Textauszug
━━━━━━

Teuerung wird nicht berücksichtigt

Hinzu kommt die Teuerung, die in der zweiten Säule nicht ausgeglichen wird. Die Folge: «Gemessen an den Konsumausgaben droht einer über 65-jährigen Einzelperson bis im Jahr 2024 ein Kaufkraftverlust von 300 Franken», sagt Medici. «Unter dem Strich resultieren also bis zu 500 Franken Rentenverlust pro Person und Monat.»

Umso mehr fällt laut Medici ins Gewicht, dass nun lediglich die Hälfte der Rentner mit Zuschlägen entschädigt werden soll. «Damit sind nur die Renten bis knapp 1000 Franken pro Monat geschützt.» Genau diese Menschen seien im Alter in der Regel auf Ergänzungsleistungen angewiesen – die aber um die Zuschlagsbeträge gekürzt werden sollen. «Diese Versicherten bezahlen also höhere Lohnbeiträge, haben aber im Alter nicht mehr Geld. Ihre Situation verschlechtert sich. Besonders betroffen sind die Frauen.»

Den Umwandlungssatz ohne Rentenkürzungen senken: Dieses Ziel verpasst die BVG-Reform klar. «Sie bringt aber Verbesserungen für Teilzeitarbeitende und Geringverdiener», sagt SVP-Ständerat Hannes Germann (66).

Linke und Tieflohnbranche provozieren

Der Haken: Die entsprechenden Anpassungen bedeuten für die Arbeitgeber in den Tieflohnbranchen höhere Beiträge. Diese Akteure müssten nun unbedingt noch ins Boot geholt werden, sagt Germann. «Wenn wir sowohl die Linken als auch die Tieflohnbranche so sehr provozieren, dass es eine unheilige Allianz gibt, ist der Kessel geflickt. Dann ist die Reform an der Urne wohl chancenlos.»

Zum Urnengang kommt es auf jeden Fall. «Das Referendum steht fest», bestätigt Pierre-Yves Maillard. Die Abstimmung findet voraussichtlich im März 2024 statt. Am selben Tag entscheidet das Volk auch über die SP-Initiative für eine 13. AHV-Rente. Für Maillard hängen die beiden Vorlagen zusammen: «Statt drei Milliarden pro Jahr für eine Rentensenkung im BVG zu bezahlen, können wir eine 13. AHV-Rente für alle beschliessen.»

Ein Nein zur BVG-Reform hiesse allerdings nichts Gutes für die Jungen, sagt Hannes Germann. «Wenn wir nichts ändern, nehmen weiterhin die Gutverdiener das Vorsorgegeld der künftigen Generationen aus dem Topf.»

Mit Feuereifer verteidigt aber auch Germann die Übung nicht mehr. «Wir hätten die Senkung des Umwandlungssatzes für die Übergangsgeneration besser beiseite gelassen und uns auf die Massnahmen zugunsten der Teilzeitarbeitenden und Geringverdiener konzentriert. Dafür gibt es nämlich klare Mehrheiten.»

Der jahrelange Streit um die Reform der zweiten Säule hat Spuren hinterlassen. Einigkeit scheint es in Bundesbern nur noch in einem Punkt zu geben: Wie auch immer die Sache ausgeht – Hauptsache, sie nimmt ein Ende.

━━━━━━

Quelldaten
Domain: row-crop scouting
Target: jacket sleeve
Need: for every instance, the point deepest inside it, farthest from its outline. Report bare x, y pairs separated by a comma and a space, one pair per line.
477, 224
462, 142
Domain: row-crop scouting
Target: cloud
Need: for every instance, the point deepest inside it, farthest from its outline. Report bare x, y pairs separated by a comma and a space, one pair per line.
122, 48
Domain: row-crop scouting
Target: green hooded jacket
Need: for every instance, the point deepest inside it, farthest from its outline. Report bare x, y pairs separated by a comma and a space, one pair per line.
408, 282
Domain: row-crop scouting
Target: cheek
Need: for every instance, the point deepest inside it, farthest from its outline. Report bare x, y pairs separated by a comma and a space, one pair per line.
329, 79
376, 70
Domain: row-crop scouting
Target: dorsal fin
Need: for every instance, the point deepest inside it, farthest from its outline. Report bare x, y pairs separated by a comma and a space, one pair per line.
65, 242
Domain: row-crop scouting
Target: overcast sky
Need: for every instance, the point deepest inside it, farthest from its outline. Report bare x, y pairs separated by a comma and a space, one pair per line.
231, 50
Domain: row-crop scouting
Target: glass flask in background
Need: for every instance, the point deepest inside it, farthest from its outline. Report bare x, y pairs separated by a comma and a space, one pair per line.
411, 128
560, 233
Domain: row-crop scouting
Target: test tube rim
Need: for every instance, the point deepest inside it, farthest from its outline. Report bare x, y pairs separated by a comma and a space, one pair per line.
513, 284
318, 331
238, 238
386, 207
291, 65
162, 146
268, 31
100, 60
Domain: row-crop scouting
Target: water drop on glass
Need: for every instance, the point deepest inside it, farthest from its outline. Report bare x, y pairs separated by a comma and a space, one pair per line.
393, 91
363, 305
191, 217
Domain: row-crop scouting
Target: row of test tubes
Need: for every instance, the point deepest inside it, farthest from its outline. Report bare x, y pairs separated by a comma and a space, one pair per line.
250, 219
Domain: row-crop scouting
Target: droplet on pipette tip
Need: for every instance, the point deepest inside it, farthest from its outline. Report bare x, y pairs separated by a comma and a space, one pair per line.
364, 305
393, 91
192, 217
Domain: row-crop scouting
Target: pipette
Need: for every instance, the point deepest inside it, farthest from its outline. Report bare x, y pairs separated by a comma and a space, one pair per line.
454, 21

━━━━━━

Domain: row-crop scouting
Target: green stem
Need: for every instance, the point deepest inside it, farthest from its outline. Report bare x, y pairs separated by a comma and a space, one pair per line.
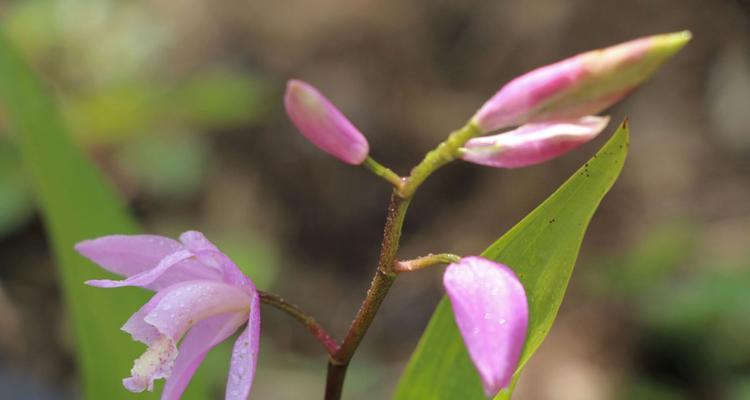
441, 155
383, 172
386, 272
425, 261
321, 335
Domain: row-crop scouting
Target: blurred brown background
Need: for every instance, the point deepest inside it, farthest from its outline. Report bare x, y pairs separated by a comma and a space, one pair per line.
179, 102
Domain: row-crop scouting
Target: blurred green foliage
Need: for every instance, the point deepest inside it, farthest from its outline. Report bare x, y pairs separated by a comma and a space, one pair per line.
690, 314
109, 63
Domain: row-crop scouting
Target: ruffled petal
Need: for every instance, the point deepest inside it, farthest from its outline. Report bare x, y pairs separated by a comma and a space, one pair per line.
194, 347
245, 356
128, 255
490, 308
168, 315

━━━━━━

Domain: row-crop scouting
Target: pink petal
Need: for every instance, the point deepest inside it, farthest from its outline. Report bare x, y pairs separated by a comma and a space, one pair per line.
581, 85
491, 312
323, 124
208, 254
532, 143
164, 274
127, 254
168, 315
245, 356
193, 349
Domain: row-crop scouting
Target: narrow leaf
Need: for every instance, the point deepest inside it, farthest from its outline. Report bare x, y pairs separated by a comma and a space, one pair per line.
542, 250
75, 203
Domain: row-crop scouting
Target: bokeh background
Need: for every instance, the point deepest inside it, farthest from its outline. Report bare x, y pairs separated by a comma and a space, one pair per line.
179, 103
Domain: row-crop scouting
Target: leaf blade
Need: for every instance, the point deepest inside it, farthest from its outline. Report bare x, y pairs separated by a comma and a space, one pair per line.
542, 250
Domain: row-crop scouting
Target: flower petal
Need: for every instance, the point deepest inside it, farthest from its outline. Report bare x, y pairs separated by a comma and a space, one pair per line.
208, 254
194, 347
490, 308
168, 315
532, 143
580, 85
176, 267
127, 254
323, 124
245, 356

━━━━━━

Ihre Aufgaben
1) Wann findet die Abstimmung laut dem Textauszug zur BVG-Reform voraussichtlich statt?
2) Geben Sie aus dem Textauszug zur BVG-Reform den Abschnitt wortgetreu aus, der mit „Der jahrelange Streit“ beginnt und mit „nimmt ein Ende.“ endet.

Lösungen
1) Im März 2024.

2)
Der jahrelange Streit um die Reform der zweiten Säule hat Spuren hinterlassen. Einigkeit scheint es in Bundesbern nur noch in einem Punkt zu geben: Wie auch immer die Sache ausgeht – Hauptsache, sie nimmt ein Ende.